# THE REQUEST
Copy out the records verbatim, starting at the line that contains "for the snow." and stopping at the end of the records.

:: LISTED ENTRIES

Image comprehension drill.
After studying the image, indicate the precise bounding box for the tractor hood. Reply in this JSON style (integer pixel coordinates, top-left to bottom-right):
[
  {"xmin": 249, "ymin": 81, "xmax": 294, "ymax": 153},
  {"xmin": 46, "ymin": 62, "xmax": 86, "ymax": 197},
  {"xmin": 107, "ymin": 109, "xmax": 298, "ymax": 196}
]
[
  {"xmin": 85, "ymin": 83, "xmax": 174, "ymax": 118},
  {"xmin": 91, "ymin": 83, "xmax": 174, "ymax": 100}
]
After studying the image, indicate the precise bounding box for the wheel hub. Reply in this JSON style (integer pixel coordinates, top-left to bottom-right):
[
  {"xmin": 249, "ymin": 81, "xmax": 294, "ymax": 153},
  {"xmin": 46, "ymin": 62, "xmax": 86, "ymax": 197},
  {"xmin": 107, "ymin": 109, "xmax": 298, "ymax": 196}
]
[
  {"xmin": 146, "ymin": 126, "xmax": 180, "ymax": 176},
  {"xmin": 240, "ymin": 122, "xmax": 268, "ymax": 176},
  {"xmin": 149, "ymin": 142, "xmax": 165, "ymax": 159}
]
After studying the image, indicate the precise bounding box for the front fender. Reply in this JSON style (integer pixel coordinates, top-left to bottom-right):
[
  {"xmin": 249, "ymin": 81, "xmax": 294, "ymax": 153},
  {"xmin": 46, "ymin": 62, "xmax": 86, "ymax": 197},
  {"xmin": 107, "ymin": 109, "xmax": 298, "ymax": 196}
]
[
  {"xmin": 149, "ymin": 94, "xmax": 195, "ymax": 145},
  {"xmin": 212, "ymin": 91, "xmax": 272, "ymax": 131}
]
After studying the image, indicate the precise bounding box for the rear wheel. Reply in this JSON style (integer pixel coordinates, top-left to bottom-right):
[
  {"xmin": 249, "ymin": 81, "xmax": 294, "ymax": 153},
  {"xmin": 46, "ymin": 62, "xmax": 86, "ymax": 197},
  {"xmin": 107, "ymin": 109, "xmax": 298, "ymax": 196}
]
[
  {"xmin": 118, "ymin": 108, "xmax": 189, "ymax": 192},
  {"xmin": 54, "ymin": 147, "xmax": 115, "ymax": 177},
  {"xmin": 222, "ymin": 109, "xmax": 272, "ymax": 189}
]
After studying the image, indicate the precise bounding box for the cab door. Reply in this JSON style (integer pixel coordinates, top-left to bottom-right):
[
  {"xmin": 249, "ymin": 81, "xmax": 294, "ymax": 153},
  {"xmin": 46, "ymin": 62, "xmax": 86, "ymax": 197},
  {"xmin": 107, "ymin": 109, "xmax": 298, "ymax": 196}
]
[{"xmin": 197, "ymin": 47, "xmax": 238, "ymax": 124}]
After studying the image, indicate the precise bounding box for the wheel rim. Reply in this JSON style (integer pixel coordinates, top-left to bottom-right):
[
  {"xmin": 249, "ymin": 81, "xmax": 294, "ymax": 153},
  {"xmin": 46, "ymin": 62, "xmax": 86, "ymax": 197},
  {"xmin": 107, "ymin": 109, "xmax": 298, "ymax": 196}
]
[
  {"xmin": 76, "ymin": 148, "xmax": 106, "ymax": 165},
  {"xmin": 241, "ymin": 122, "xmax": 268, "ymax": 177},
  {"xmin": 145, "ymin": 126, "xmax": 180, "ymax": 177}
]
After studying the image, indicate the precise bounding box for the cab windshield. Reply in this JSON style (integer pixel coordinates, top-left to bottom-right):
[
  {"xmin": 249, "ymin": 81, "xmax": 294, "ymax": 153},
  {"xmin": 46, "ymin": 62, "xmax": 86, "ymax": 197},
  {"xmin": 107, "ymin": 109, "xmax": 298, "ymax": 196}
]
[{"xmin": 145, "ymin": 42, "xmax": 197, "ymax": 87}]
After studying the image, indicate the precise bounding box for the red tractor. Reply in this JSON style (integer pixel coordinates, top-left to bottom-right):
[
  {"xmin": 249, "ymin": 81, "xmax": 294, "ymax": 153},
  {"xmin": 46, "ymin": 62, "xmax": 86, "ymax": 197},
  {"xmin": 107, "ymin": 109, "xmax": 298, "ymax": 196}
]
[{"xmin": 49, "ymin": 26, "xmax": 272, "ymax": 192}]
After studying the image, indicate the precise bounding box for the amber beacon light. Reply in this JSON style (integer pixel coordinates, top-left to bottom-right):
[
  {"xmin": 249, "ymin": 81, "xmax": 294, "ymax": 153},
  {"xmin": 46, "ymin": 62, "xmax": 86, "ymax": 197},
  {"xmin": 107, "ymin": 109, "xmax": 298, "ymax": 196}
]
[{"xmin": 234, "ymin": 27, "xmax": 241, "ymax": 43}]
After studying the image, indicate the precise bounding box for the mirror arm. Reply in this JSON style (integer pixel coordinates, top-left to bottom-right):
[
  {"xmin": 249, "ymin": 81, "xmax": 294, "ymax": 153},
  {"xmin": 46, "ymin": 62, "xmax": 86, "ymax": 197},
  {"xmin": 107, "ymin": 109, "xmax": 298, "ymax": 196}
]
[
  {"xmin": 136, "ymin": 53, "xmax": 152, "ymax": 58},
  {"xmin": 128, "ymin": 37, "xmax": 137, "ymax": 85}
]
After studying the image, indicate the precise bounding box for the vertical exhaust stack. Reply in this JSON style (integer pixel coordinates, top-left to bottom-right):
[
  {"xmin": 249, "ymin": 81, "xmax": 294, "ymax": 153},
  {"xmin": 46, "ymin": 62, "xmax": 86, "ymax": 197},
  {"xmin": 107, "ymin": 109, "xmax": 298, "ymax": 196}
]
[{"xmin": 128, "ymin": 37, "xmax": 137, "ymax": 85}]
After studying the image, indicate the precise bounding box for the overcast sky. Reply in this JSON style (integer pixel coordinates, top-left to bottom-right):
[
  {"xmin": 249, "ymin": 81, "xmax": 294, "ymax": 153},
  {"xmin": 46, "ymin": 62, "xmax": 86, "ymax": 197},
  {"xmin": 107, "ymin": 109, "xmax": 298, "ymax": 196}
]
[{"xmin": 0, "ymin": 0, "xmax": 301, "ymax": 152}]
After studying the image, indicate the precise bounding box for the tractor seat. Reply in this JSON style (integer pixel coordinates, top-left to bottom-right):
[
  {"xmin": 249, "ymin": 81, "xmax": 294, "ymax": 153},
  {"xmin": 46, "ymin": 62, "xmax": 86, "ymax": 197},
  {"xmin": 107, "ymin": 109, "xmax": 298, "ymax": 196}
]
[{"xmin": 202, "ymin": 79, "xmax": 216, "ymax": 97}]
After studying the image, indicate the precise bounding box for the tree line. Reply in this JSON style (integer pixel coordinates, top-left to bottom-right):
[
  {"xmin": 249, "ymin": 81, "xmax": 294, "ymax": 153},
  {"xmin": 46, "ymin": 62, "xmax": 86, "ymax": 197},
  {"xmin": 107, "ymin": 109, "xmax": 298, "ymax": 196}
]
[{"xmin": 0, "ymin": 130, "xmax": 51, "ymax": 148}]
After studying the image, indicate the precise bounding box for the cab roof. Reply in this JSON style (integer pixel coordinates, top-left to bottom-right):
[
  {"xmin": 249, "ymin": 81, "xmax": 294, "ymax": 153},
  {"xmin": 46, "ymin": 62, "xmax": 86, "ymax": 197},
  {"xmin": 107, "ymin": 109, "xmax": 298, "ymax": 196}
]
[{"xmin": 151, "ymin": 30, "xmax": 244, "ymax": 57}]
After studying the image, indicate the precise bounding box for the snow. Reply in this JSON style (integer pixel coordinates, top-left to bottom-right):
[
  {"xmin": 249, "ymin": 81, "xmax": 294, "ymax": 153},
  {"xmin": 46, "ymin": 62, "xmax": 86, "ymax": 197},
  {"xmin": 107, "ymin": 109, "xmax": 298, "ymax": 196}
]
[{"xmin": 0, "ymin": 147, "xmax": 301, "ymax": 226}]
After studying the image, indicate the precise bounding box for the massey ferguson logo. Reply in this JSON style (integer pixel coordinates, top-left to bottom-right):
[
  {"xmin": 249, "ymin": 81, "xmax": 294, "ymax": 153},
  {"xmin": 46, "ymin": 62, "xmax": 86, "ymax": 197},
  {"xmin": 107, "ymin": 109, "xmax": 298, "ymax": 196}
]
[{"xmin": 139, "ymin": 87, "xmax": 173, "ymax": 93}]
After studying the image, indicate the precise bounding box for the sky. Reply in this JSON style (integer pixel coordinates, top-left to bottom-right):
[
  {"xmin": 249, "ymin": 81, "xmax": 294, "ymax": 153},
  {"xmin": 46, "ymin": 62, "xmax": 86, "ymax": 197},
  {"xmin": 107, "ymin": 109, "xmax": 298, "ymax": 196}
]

::::

# REPLY TO THE EXERCISE
After studying the image, indicate the precise bounding box for the snow. Reply in this JSON style (integer pixel coordinates, top-left to bottom-right):
[
  {"xmin": 249, "ymin": 81, "xmax": 294, "ymax": 153},
  {"xmin": 46, "ymin": 62, "xmax": 86, "ymax": 197},
  {"xmin": 107, "ymin": 109, "xmax": 298, "ymax": 196}
]
[{"xmin": 0, "ymin": 147, "xmax": 301, "ymax": 226}]
After studying the image, indicate the precise bounding box for the massey ferguson logo. Reply in this JSON style (integer pixel coordinates, top-left to bottom-right):
[
  {"xmin": 249, "ymin": 81, "xmax": 294, "ymax": 153},
  {"xmin": 46, "ymin": 62, "xmax": 86, "ymax": 197},
  {"xmin": 107, "ymin": 109, "xmax": 298, "ymax": 196}
]
[{"xmin": 139, "ymin": 87, "xmax": 173, "ymax": 93}]
After studying the image, indicate the precise bounding box for the sky. Reply in this JSON style (integer pixel coordinates, top-left to bottom-right):
[
  {"xmin": 249, "ymin": 81, "xmax": 294, "ymax": 153},
  {"xmin": 46, "ymin": 62, "xmax": 86, "ymax": 197},
  {"xmin": 107, "ymin": 109, "xmax": 298, "ymax": 196}
]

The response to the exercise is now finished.